=== EXTRACTED RECORDS ===
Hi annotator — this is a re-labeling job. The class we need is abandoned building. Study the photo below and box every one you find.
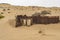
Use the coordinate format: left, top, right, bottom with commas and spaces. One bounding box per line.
32, 16, 59, 24
16, 15, 33, 27
15, 14, 59, 27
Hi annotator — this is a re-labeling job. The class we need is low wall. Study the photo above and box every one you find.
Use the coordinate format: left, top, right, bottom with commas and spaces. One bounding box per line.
32, 16, 59, 24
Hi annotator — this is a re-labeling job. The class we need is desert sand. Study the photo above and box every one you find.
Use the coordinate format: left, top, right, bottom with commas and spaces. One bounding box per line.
0, 3, 60, 40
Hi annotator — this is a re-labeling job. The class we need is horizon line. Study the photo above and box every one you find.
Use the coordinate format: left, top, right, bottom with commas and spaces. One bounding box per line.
0, 3, 60, 7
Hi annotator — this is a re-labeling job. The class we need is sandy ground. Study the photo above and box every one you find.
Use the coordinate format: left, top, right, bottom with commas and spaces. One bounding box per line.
0, 16, 60, 40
===
**TASK BRIEF:**
Output the records verbatim, every one of them, and keep the pictures out.

**TASK RESULT:**
Hi annotator — this is a re-labeling job. The class we need is abandoned building. Study the photo below and box every one you find.
Use the coordinate format: left, top, right, bottom with commas and spaces. One bounding box per line.
32, 16, 59, 24
16, 15, 33, 27
15, 14, 59, 27
Hi annotator — this is a re-labeling job. The class we need is low wall. Study the photo above and box every one you find.
Use the coordinate format: left, top, right, bottom with commas and spaces. One bounding box per line.
32, 16, 59, 24
Hi annotator — this is a re-labeling job. The class we need is desert sand. Study the photo above and box every one you find.
Use the coordinate format: left, top, right, bottom with commas and spaces. One bounding box per line.
0, 3, 60, 40
Hi annotator — this is a re-labeling job. The class we need is horizon line. Study the photo above and box every one you find.
Use the coordinate format: left, top, right, bottom with commas and spaces. One bounding box per line.
0, 3, 60, 7
Hi annotator — this is a re-labeling job. The class we need is sandy ground. Study the photo above and box every one you find.
Use the coordinate format: left, top, right, bottom with commas and spaces. One bounding box per line.
0, 16, 60, 40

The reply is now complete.